Le seul souci c’est qu’en France on a fait le choix de prélever la copie privée au plus haut de la chaîne commerciale, grosso modo en sortie de paquebot. Vous avez un paquebot qui arrive, qui va déverser des palettes de disques durs, de tablettes, venus de Taïwan ou autre pour inonder le marché français et c’est à ce niveau-là, c’est lors de l’introduction en France, qu’on va prélever la copie privée. Évidemment, en sortie de paquebot ou de camions qui franchissent la frontière, on ne sait pas si telle palette va aller chez un professionnel ou va aller chez un particulier. Et bizarrement, on a fait le choix de faire payer tout le monde. Donc tout le monde paye et ensuite il revient aux professionnels de réclamer le remboursement de cette somme-là.
 
 
 
S’ajoutent à cela des contraintes administratives pour obtenir le remboursement. C’est-à-dire que lorsque je ne sais pas moi, vous passez une IRM, vous avez déjà passé une IRM ? Je ne sais pas, ou une radio, le cabinet de radiologie va vous filer un DVD avec dessus la copie de l’image numérique de votre IRM. Eh bien sur le DVD, vous avez de grandes chances d’avoir 90 centimes de redevance copie privée. Alors que c’est un cabinet de radiologie, il n’est pas censé graver l’intégrale de je ne sais pas quel chanteur de base, il est plutôt censé faire un travail professionnel et pas de copie privée. Ce n’est pas un particulier, il ne fait pas de copie privée. Donc on est hors des clous des conditions de la Directive européenne de 2001 que je présentais tout à l’heure et, malgré tout, il a eu à payer la redevance copie privée-.

■ **Objectif**
Continuez le texte sur la redevance copie privée à partir de sa dernière phrase.

■ **Lignes**

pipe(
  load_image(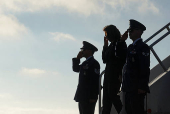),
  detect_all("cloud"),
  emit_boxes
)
[0,0,159,16]
[49,32,76,42]
[19,67,61,78]
[138,0,159,14]
[0,93,12,99]
[0,106,78,114]
[0,0,102,15]
[0,14,29,40]
[103,0,159,14]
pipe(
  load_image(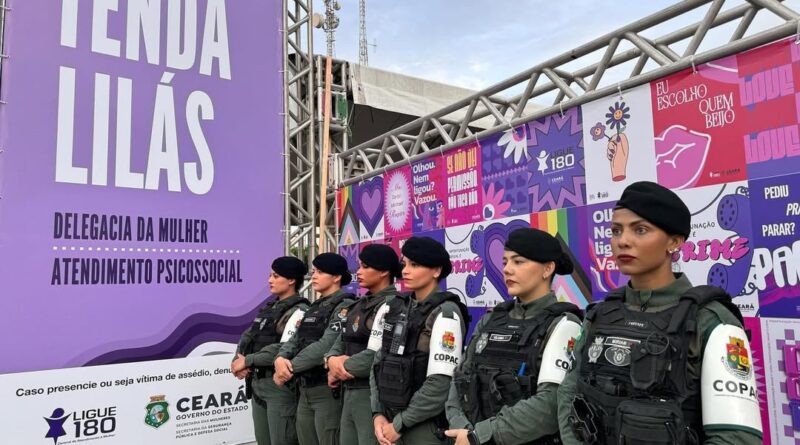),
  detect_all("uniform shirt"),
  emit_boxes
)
[369,289,466,434]
[239,296,308,368]
[278,289,353,374]
[558,274,762,445]
[325,285,397,378]
[446,292,581,445]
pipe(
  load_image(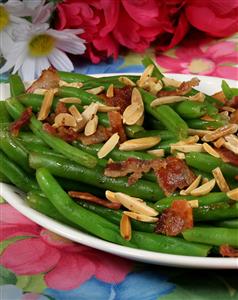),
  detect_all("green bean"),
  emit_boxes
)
[173,101,207,119]
[0,151,38,192]
[154,192,229,211]
[36,168,132,246]
[9,74,25,97]
[185,152,238,178]
[29,153,164,201]
[182,227,238,247]
[77,201,155,232]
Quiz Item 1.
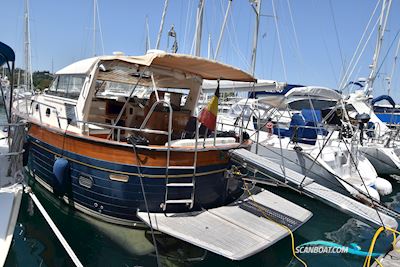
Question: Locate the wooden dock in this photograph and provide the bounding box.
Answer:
[232,149,398,229]
[138,188,312,260]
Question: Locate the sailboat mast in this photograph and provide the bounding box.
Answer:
[250,0,261,75]
[93,0,97,57]
[144,16,151,53]
[364,0,392,96]
[388,33,400,96]
[194,0,204,57]
[24,0,33,91]
[156,0,168,49]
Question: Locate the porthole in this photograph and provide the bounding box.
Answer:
[78,175,93,189]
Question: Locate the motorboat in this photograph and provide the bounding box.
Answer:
[0,42,24,266]
[218,86,392,200]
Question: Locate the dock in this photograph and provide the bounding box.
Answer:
[138,187,312,260]
[371,236,400,267]
[232,149,398,229]
[0,131,22,266]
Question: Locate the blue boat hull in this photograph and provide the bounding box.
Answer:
[28,136,242,225]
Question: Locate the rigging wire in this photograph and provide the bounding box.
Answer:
[376,30,400,89]
[225,3,250,69]
[388,31,400,96]
[272,0,287,81]
[183,0,193,54]
[339,18,379,90]
[95,1,105,55]
[286,0,306,78]
[339,0,380,90]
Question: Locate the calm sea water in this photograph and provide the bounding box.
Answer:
[0,108,400,267]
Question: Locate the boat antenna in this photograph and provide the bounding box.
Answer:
[364,0,392,96]
[24,0,33,91]
[250,0,261,76]
[156,0,168,49]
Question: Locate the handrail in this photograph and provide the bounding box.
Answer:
[59,116,168,135]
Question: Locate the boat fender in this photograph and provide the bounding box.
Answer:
[356,185,381,202]
[375,177,393,196]
[53,158,70,196]
[242,131,250,141]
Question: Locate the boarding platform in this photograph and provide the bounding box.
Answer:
[232,149,398,229]
[138,187,312,260]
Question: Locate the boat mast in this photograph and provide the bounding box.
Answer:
[250,0,261,76]
[144,16,151,53]
[214,0,232,60]
[388,34,400,96]
[364,0,392,96]
[24,0,33,91]
[156,0,168,49]
[194,0,204,57]
[93,0,97,57]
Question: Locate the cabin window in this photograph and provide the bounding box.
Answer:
[46,75,85,99]
[65,104,77,126]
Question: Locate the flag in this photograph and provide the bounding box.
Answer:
[199,80,219,131]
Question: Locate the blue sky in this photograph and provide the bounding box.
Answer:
[0,0,400,99]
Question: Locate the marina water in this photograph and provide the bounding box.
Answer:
[0,110,400,267]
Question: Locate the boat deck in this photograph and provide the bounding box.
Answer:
[232,149,398,229]
[0,131,22,266]
[138,187,312,260]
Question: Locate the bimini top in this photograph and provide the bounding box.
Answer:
[0,42,15,66]
[260,86,342,110]
[56,52,256,82]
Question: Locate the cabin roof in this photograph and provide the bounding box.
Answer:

■ **Résultat**
 
 
 
Ce mécanisme-là s’explique par le fait qu’on prélève la copie privée au plus haut de la chaîne commerciale et ensuite, lorsque les cartons vont arriver partout et dans les magasins et dans les cabinets de radiologie et dans les églises et chez les avocats et dans les hôpitaux, etc., enfin toutes les boîtes, toutes les entreprises, toutes les églises, les assos, eh bien ceux-ci vont devoir supporter de la redevance copie privée alors même qu’ils vont graver dessus des radios, des IRM, des bilans, des mémoires pour des procédures en cours, etc. Donc c’est totalement illogique, totalement absurde. On est totalement à l’écart de ce que nous dit la Directive de 2001 présentée tout à l’heure, mais malgré tout c’est comme ça que ça marche.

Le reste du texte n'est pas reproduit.